• **Passage to read**:
[start]
# Unable to place images in Illustrator



## simanion (Feb 13, 2008)

(Illustrator CS2)

Hi, Im still learning the program but this is an error that hasn't occurred before under the same circumstances. I am working on Macs at uni (as I dont have Illustrator at home) and with images from my USB drive. I want to get the images into my ai document and trace them to make a logo, but Illustrator is preventing me from doing this in any way I try.

*** I try to 'place' (file>place...) a jpg from the USB into the ai document and one of three things happens:

1. It appears as though nothing has happened so I 'select all' and this highlights an empty box where my image should be. This always happens on the first try after I open the document.

2. I delete the box and try again. This time not even the invisible box is placed. The computer processes and then acts as if I commanded it to do nothing.

3. Irregularly, if I try again it seems like it's about to happen (with a preview showing and asking me to approve) and then I get the message "the operation cannot complete because of an unknown error".


*** I tried opening  the jpg in Photoshop and copying and pasting from there and got the same "unknown error" message, followed by the empty invisible box.

*** The images place in photoshop with no problem.

*** The images cant be dragged and dropped into Illustrator.

*** I tried opening the image with Illustrator and get the message "insufficient memory was available to complete the operation". The image is only small - less than 1MB.
[end]
• **Records shown**:
[start]
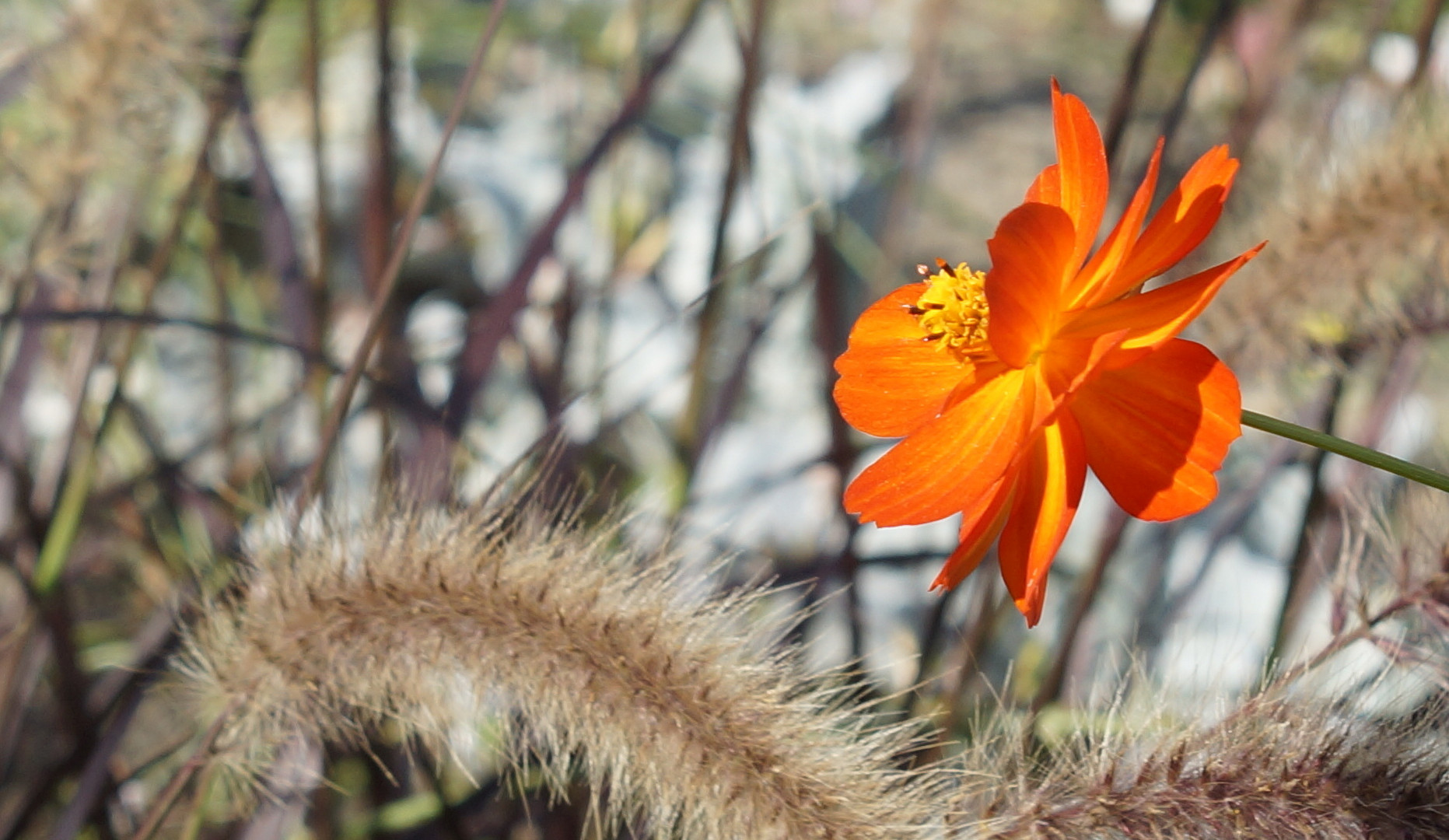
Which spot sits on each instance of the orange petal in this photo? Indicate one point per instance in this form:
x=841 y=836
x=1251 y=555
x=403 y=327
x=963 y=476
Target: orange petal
x=1183 y=222
x=1157 y=430
x=1153 y=317
x=952 y=462
x=891 y=378
x=1074 y=361
x=1091 y=280
x=1083 y=170
x=1047 y=495
x=978 y=530
x=1031 y=257
x=1047 y=189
[end]
• **Tasks to complete**:
1. In the Illustrator thread, rewrite the paragraph beginning "Hi, Im still learning the program" more briefly, keeping its main facts.
2. List every method the poster in the Illustrator thread tried for getting an image into Illustrator.
The records play no part in these tasks.

• **Results for the exercise**:
1. The poster is still learning Illustrator and has hit an error that hadn't happened before under the same conditions. Working on university Macs with images from a USB drive, the poster wants to bring the images into an ai document and trace them for a logo, but every attempt fails.

2.
- Placing the jpg with File > Place
- Opening the jpg in Photoshop and copying and pasting it from there
- Dragging and dropping the image into Illustrator
- Opening the image with Illustrator